-- start of THE INPUT --

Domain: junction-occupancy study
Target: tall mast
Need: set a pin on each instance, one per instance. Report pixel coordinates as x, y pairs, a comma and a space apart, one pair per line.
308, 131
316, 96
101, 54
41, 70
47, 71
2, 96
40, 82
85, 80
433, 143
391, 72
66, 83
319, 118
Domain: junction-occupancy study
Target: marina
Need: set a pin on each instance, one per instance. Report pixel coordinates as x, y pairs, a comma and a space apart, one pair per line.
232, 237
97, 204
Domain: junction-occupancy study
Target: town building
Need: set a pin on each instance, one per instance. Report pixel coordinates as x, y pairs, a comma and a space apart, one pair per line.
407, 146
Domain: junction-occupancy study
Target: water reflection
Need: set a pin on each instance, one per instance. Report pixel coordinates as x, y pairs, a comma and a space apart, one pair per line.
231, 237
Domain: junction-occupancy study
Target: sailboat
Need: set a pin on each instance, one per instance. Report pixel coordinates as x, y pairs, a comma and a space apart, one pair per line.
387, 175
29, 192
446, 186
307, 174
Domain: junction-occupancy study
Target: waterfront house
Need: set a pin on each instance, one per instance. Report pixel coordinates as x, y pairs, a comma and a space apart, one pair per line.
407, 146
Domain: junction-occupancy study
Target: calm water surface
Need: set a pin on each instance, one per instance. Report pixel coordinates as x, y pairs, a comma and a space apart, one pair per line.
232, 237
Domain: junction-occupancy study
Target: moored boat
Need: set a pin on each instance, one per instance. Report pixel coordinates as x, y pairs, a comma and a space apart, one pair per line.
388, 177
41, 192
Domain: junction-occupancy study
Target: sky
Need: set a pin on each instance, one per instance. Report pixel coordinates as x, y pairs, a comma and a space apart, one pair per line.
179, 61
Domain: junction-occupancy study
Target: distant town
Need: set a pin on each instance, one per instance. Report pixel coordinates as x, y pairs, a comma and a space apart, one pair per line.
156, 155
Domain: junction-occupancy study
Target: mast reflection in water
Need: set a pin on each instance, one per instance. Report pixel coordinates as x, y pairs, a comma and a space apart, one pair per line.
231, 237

-- end of THE INPUT --

§ **WHAT TO WORK ON**:
Write out the whole listing again. Match it word for word.

§ **RESPONSE TO THE TASK**:
Domain: junction-occupancy study
Target: tall mast
Need: set a pin on each instance, one per instance. Report pixel coordinates as x, y pairs, a comma and a space apart, one pair per line.
308, 131
316, 96
101, 54
41, 70
47, 71
2, 96
40, 82
85, 80
433, 143
391, 72
66, 83
319, 118
Domain: junction-occupancy study
Target: marina
Need: set a pin on each instance, one per instance. Report pixel coordinates as x, y pairs, a comma and a space apart, one pair per line.
232, 237
97, 204
Domain: junction-occupancy study
Target: town building
Need: set a pin on each instance, one per instance. Report pixel coordinates as x, y pairs, a comma and a space apart, one pair per line.
407, 146
Domain: junction-occupancy study
Target: water reflection
Need: set a pin on each instance, one per instance. Report pixel coordinates as x, y pairs, a comma and a space apart, one pair per line.
231, 237
Domain: junction-occupancy study
Target: sailboat
Need: set a pin on each instance, one per instance. Report pixel coordinates as x, y pairs, a comma and a space apart, one pair per line.
387, 175
29, 192
446, 186
307, 174
Domain: junction-occupancy study
Target: waterfront house
Need: set a pin on each instance, one per instance. Report pixel coordinates as x, y pairs, a comma and a space apart, one pair per line.
407, 146
Domain: junction-occupancy study
Target: calm water surface
Need: set a pin on each instance, one per instance. Report pixel coordinates as x, y pairs, a comma and a space apart, one pair per line.
232, 237
Domain: junction-occupancy study
Target: moored boat
Need: set a pin on each instance, one per instance. Report pixel coordinates as x, y pairs, a comma and a space apart, one pair per line.
388, 177
41, 192
Domain: junction-occupancy study
Target: sky
Need: set a pin on each instance, one per instance. Report pixel coordinates as x, y pairs, a comma and a space apart, one pair per line.
179, 61
Domain: junction-occupancy study
Target: distant town
Need: set a pin on each instance, one per instance. Report pixel coordinates as x, y pairs, a comma and a space apart, one pair per line.
156, 155
Domain: junction-occupancy study
Target: mast reflection in water
Need: set a pin on each instance, one per instance. Report pixel coordinates as x, y pairs, a comma and a space apart, one pair per line.
231, 237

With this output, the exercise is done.